Your answer must be one number: the count of lines below that include "negative".
■ ■ ■ ■ ■
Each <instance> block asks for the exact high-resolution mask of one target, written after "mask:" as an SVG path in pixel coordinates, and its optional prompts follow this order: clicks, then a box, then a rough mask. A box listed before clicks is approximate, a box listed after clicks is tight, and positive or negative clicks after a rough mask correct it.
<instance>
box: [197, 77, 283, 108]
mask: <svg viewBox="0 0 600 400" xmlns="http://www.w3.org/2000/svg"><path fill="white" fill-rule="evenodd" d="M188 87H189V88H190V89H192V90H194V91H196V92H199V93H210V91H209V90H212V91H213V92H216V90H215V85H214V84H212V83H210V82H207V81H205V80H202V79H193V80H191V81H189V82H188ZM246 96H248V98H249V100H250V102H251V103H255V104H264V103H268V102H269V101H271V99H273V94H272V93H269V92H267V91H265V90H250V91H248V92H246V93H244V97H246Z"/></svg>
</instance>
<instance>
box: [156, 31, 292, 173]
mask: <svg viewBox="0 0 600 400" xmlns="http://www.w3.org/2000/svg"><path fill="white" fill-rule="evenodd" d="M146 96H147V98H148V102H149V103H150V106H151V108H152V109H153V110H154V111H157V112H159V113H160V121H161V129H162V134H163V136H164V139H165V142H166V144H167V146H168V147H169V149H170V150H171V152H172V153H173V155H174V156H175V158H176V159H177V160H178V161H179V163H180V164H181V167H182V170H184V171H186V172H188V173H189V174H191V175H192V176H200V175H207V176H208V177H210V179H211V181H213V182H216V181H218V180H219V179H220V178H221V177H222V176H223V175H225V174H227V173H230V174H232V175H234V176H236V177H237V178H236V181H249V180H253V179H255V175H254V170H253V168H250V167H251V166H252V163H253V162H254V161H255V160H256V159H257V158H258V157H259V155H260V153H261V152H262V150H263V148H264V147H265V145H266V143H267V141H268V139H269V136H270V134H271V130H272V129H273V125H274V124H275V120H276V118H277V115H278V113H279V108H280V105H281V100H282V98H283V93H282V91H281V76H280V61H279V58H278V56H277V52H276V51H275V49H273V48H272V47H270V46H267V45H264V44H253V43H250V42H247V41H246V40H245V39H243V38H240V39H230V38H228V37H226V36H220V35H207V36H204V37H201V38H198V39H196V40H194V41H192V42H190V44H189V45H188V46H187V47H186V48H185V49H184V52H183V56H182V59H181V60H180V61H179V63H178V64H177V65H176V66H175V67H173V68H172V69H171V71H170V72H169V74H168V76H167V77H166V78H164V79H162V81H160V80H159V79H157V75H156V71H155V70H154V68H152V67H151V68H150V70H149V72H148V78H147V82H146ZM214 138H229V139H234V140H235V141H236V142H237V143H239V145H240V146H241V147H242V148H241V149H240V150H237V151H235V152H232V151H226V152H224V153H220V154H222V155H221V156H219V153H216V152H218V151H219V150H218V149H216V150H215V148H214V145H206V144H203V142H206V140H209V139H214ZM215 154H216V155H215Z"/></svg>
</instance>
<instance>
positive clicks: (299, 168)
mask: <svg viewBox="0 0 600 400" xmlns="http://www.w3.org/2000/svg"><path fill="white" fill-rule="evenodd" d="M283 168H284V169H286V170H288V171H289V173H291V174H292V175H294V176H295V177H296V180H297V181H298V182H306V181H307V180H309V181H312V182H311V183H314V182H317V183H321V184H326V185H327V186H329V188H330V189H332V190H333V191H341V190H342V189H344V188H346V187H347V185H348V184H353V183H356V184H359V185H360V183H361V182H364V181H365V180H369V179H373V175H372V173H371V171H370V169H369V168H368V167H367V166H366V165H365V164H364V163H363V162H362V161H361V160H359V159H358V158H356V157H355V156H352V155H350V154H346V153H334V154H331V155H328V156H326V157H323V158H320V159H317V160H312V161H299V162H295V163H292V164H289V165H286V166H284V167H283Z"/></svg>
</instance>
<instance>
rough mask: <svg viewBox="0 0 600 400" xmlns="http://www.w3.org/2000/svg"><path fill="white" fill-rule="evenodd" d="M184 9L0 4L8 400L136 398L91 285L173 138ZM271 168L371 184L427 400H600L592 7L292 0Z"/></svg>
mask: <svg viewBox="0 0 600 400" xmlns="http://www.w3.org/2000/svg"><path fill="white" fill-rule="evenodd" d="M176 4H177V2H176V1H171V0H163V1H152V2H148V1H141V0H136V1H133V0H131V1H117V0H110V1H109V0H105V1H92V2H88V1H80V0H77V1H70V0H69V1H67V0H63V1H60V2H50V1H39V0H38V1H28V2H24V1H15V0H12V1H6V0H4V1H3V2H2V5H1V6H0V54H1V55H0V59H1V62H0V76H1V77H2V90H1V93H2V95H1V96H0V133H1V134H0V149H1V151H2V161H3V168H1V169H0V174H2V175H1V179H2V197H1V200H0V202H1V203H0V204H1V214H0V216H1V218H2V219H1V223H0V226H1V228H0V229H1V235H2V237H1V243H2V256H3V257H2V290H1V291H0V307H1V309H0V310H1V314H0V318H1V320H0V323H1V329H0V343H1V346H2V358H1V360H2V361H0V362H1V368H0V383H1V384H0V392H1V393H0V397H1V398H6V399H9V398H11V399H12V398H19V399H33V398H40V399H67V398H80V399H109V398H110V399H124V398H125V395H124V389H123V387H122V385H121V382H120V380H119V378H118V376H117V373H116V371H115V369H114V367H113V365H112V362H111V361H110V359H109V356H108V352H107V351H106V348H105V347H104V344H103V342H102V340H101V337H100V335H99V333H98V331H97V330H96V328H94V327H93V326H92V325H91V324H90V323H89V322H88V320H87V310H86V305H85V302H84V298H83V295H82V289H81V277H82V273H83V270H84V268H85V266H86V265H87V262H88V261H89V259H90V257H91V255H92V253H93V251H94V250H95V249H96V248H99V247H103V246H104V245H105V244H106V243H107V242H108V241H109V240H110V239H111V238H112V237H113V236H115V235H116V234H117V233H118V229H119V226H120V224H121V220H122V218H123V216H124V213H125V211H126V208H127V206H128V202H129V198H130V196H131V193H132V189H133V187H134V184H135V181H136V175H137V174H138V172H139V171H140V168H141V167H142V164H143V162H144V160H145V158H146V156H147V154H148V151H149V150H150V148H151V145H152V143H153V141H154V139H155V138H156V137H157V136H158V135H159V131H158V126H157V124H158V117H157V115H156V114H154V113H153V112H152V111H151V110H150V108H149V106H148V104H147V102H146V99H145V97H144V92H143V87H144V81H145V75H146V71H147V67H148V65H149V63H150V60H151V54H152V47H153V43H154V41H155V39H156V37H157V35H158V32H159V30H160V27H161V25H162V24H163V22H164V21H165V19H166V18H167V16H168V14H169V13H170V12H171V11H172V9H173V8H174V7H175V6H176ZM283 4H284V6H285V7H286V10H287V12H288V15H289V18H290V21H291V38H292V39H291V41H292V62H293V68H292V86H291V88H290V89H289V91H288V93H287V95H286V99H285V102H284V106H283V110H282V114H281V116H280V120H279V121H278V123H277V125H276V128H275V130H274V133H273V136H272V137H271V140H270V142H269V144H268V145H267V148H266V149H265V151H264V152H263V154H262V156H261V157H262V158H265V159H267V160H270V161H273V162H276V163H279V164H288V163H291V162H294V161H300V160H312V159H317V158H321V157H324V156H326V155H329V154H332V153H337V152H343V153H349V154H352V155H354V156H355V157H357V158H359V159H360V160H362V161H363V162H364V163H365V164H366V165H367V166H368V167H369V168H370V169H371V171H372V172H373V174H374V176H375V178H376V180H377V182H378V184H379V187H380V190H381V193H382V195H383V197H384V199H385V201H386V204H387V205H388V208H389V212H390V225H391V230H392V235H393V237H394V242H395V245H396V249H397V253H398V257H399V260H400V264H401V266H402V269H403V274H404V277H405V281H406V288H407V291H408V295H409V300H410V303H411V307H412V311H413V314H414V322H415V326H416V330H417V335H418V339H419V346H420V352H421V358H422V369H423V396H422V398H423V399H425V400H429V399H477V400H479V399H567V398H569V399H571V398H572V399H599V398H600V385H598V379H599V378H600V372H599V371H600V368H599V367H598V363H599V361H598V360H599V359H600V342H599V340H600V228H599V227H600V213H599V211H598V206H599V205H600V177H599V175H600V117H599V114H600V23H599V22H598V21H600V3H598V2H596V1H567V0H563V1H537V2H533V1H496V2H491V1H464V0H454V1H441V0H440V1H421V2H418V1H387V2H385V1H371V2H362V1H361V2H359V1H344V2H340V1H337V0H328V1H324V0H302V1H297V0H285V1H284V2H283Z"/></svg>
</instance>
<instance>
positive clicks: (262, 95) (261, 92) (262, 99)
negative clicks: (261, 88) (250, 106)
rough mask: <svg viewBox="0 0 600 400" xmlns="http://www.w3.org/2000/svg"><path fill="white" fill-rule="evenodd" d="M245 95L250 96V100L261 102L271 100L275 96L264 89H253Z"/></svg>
■ ■ ■ ■ ■
Result of this exercise: 2